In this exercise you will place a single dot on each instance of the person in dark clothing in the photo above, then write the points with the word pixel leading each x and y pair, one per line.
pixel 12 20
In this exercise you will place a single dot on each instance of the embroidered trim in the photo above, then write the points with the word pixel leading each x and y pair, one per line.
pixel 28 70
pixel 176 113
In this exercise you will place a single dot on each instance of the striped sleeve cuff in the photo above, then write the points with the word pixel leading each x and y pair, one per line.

☆ ☆ ☆ ☆ ☆

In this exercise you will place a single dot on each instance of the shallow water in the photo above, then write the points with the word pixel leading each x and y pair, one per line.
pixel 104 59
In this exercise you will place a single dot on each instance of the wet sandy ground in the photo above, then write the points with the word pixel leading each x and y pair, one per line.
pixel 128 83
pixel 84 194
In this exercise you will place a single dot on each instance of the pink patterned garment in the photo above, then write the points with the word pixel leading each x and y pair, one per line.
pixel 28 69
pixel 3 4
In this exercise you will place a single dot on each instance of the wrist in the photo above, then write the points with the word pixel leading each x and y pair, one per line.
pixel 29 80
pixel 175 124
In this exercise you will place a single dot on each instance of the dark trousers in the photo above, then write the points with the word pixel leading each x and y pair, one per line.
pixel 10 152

☆ ☆ ☆ ☆ ☆

Everything above from the line containing "of the embroidered" through the line containing "of the striped" must be copied exactly. Nothing outside that range belongs in the answer.

In this exercise you will place a single dot on each instance of the embroidered trim in the photo above, then write the points with the word pixel leading each x and y pair, one per line.
pixel 28 70
pixel 176 113
In this exercise you will place a single dot on each instance of the striped sleeve cuff in the photo above, then write the points with the word pixel leading each x and y pair, one per line.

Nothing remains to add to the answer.